**WORK INSTRUCTION:** Repeat all entries exactly.
*** Begin section ***
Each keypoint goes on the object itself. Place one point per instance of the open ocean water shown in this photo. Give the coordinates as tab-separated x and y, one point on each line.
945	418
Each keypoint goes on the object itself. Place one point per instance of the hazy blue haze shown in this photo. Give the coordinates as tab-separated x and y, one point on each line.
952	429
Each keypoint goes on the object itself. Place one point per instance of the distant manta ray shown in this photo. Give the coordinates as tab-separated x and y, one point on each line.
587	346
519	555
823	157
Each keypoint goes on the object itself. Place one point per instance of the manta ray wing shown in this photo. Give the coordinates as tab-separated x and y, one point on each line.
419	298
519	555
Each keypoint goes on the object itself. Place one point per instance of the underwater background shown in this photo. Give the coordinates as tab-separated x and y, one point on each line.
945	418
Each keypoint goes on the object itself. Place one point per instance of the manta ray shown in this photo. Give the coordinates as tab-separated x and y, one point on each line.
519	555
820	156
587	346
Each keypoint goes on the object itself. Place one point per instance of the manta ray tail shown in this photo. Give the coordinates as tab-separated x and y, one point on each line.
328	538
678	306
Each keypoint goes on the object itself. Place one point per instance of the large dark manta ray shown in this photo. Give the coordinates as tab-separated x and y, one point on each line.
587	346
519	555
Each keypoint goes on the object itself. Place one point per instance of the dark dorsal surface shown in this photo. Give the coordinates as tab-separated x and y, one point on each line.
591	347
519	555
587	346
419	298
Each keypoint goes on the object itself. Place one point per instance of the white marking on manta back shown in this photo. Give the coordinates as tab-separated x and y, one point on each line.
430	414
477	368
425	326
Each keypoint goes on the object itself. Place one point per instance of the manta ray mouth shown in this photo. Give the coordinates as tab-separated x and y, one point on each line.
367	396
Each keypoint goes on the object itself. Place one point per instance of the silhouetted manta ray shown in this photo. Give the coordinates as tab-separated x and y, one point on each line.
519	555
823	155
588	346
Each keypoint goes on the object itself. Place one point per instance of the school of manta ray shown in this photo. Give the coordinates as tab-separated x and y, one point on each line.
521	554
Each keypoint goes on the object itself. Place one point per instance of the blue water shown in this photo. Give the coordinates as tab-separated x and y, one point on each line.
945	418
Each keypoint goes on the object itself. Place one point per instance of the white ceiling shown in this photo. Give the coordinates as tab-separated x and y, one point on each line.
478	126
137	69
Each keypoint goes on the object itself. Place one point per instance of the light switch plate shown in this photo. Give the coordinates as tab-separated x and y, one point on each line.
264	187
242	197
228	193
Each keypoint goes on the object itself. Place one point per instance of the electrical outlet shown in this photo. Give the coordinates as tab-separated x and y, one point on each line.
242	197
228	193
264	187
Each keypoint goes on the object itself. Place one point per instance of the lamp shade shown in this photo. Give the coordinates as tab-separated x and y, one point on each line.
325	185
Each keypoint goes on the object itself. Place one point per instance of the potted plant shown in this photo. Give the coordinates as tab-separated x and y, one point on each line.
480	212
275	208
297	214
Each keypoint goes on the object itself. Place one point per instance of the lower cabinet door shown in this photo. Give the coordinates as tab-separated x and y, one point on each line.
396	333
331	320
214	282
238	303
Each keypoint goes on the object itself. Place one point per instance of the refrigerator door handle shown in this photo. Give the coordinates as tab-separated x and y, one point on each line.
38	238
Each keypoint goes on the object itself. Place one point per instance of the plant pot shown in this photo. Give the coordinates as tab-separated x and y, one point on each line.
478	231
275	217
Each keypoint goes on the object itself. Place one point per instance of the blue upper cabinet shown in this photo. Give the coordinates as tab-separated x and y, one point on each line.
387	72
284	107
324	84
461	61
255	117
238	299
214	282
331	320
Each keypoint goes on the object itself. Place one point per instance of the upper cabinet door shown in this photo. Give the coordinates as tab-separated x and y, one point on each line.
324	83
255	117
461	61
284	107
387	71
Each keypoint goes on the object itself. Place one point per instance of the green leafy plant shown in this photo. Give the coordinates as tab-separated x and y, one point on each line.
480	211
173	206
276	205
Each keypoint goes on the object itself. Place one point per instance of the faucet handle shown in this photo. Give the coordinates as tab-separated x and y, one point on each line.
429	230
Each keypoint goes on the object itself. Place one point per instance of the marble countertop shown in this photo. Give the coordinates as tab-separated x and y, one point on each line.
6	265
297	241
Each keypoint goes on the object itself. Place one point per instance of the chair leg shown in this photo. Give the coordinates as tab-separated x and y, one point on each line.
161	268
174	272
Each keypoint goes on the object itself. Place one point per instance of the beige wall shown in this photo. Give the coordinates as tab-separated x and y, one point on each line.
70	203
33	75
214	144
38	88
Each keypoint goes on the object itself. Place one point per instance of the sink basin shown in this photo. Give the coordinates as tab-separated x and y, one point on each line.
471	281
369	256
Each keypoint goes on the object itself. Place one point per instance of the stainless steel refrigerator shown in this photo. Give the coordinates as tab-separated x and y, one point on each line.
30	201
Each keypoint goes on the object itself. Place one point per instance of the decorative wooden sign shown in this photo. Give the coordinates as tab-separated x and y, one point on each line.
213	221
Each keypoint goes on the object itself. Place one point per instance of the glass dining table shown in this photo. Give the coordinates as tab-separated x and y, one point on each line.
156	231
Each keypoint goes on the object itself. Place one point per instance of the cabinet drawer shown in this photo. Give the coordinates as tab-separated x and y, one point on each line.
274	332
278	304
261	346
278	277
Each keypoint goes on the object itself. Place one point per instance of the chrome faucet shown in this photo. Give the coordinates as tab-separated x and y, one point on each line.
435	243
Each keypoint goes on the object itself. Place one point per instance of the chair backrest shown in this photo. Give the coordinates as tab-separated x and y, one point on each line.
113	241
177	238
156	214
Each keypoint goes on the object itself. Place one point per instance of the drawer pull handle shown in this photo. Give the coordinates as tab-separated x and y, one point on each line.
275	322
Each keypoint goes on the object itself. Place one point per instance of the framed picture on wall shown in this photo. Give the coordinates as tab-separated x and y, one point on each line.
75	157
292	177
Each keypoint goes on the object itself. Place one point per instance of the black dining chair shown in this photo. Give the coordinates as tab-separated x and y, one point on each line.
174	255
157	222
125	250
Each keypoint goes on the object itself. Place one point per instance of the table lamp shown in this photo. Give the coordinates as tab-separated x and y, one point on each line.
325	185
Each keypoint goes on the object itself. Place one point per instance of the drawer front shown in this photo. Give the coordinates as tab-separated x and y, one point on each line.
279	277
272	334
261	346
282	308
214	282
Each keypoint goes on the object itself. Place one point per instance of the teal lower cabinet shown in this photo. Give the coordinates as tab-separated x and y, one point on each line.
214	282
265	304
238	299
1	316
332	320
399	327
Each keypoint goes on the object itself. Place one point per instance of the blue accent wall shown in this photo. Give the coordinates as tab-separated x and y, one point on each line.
*** End section ***
**COMPLETED EXERCISE:**
Each keypoint goes on the object itself. Place one point per instance of the open ocean water shown in this photo. Give the coordinates as tab-separated x and y, one point on each line.
945	418
Each keypoint goes on the object itself. Place one point per instance of the hazy blue haze shown in this photo. Give the coordinates as tab-separated x and y, one point on each line.
952	429
Each keypoint goes on the object itself. Place one point per instance of the distant manta ray shown in this photo. Give the coordinates as tab-separated x and y, one point on each line.
587	346
519	555
823	157
Each keypoint goes on the object itself. Place one point per instance of the manta ray wing shown in this photo. Give the coordinates as tab-separated x and y, one point on each line.
419	298
519	555
Each keypoint goes on the object itself. Place one point per instance of the underwater background shown in this photo. Give the coordinates as tab-separated x and y, one point on each line.
945	418
Each keypoint goes on the object itself. Place one point per instance of the manta ray shown in this photo. Give the coordinates as tab-separated x and y, one point on each line.
519	555
820	156
587	346
Each keypoint goes on the object itself. Place one point per instance of the manta ray tail shown in this photo. Give the coordinates as tab-separated x and y, one point on each line.
328	538
678	306
Each keypoint goes on the object itself. Place one point per instance of the large dark manta ray shown in this photo. Give the coordinates as tab-separated x and y, one point on each line.
587	346
519	555
Each keypoint goes on the object itself. Place one point per instance of the dark dorsal surface shown in this photo. Give the coordinates as tab-separated x and y, one point on each line.
591	347
519	555
587	346
419	298
Each keypoint goes on the object itself. Place one point per instance of the white marking on manta back shown in this photo. Give the coordinates as tab-separated x and y, one point on each line.
430	414
477	368
425	326
Each keypoint goes on the object itself. Place one point per instance of the manta ray mouth shown in this photo. Give the coordinates as tab-separated x and y, one point on each line.
367	396
Each keypoint goes on the object itself. Place one point per instance of the silhouetted manta ray shown in this photo. Give the coordinates as tab-separated x and y, one point on each line.
519	555
823	155
588	346
Each keypoint goes on the object itself. Place one point per instance of the school of manta ray shown in this photo. Give the coordinates as tab-separated x and y, one point on each line.
521	554
Each keypoint goes on the object itself. Place one point per instance of the blue water shown in this photo. Give the coordinates as tab-separated x and y, one point on each line.
945	418
Each keypoint goes on the object itself. Place one point per instance of the white ceiling shown in this photo. Give the coordinates as tab-separated x and y, one point on each line.
478	126
137	69
Each keypoint goes on the object itself. Place one point per instance of the light switch plate shown in this photo. Give the coordinates as tab-separated x and y, one point on each line.
264	187
242	197
228	193
Each keypoint goes on the object itself. Place one point per instance of the electrical outlet shown in this photo. Give the coordinates as tab-separated x and y, one point on each line.
242	197
228	193
264	187
Each keypoint goes on the object itself. Place one point per instance of the lamp shade shown in this photo. Give the coordinates as tab-separated x and y, one point on each line.
325	185
Each keypoint goes on the object itself. Place one point per instance of the potted plant shown in this photo. Give the coordinates as tab-separated x and y, one point on each line.
480	212
275	208
297	214
Each keypoint goes on the object itself. Place one point per instance of the lower cabinet door shown in this photo. Give the coordinates as tab-separated x and y, one point on each line.
396	333
331	320
214	282
238	303
Each keypoint goes on the object itself. Place one point per instance of the refrigerator door handle shown in this photo. Give the coordinates as tab-separated x and y, one point on each line.
38	238
Each keypoint goes on the object itself. Place one point per instance of the plant pot shown in this photo. Give the coordinates as tab-separated x and y, one point on each line.
478	231
275	217
Each keypoint goes on the object itself. Place one point per instance of the blue upper cabinet shown in this photo. Give the coordinates as tab-separated x and y, one point on each line.
387	72
284	107
324	84
461	61
255	117
238	299
214	282
331	320
Each keypoint goes on the object itself. Place one point per instance of the upper cabinet door shown in this photo. Give the coordinates as tab-separated x and y, one point on each line.
324	83
255	117
461	61
284	107
387	71
Each keypoint goes on the object itself. Place one point per instance of the green leafy plant shown in this photo. Give the coordinates as tab-separated x and y, one point on each line.
480	211
173	206
276	205
Each keypoint goes on the object itself. Place one point per instance of the faucet handle shown in this photo. Give the coordinates as tab-separated x and y, one point on each line.
429	230
Each keypoint goes on the object itself. Place one point per instance of the marble countertop shown in this photo. Give the coordinates as tab-separated x and y, one point on each line.
6	265
297	241
Each keypoint goes on the object itself. Place one point per instance of the chair leg shown in this photo. Give the coordinates as tab-separated x and y, one point on each line.
161	268
174	272
Each keypoint goes on the object itself. Place one point per instance of the beige wall shown in this photo. Give the coordinates as tab-separated x and y, one point on each line.
70	203
33	75
214	144
38	88
Each keypoint goes on the object itself. Place one point per instance of the sink basin shown in this photo. Give the coordinates as tab-separated x and y, one point on each line.
471	281
369	256
Each keypoint goes on the object itself. Place one point per instance of the stainless steel refrigerator shown in this photo. Give the coordinates as tab-separated x and y, one point on each line.
30	201
Each keypoint goes on the object itself. Place one point per instance of the decorative wooden sign shown in this photo. Give the coordinates as tab-separated x and y, one point on each line.
213	221
Each keypoint goes on the object itself. Place one point per instance of the glass dining table shown in this photo. Give the coordinates as tab-separated x and y, one point on each line.
156	231
Each keypoint goes on the object itself. Place one point per instance of the cabinet drawer shown in this photo. Give the coordinates as tab-separated x and y, one point on each line.
274	332
278	304
261	346
278	277
Each keypoint goes on the object itself. Place one point per instance of the chrome faucet shown in this photo. Give the coordinates as tab-separated x and y, one point on each line.
435	243
Each keypoint goes on the object itself. Place one point per instance of the chair backrest shown in this photo. Give the coordinates as tab-separated x and y, one point on each line.
113	241
177	238
156	214
Each keypoint goes on the object itself. Place one point per instance of the drawer pull handle shown in this photo. Give the coordinates as tab-separated x and y, one point on each line.
275	322
Each keypoint goes on the object itself. Place one point per instance of the framed picture on wall shown in this photo. Give the coordinates as tab-separated x and y, one point on each line.
75	157
292	177
Each keypoint goes on the object itself. Place one point per instance of the black dining chair shown in this photo. Give the coordinates as tab-separated x and y, one point on each line.
174	255
157	222
125	250
Each keypoint goes on the object itself. Place one point per instance of the table lamp shown in this photo. Give the coordinates as tab-separated x and y, one point on each line.
325	185
Each keypoint goes on the object itself. Place one point per instance of the drawer front shown in this photo. Give the coordinates as tab-separated x and y, one point on each line.
279	277
272	334
261	346
282	308
214	282
Each keypoint goes on the object itself. Place one point per instance of the teal lower cabinet shown in this photo. Give the coordinates as tab-separated x and y, one point on each line.
214	282
265	304
238	299
1	316
332	320
399	327
Each keypoint goes on the object itself. Place one point per instance of the blue accent wall shown in this photo. Give the coordinates as tab-separated x and y, one point on each line.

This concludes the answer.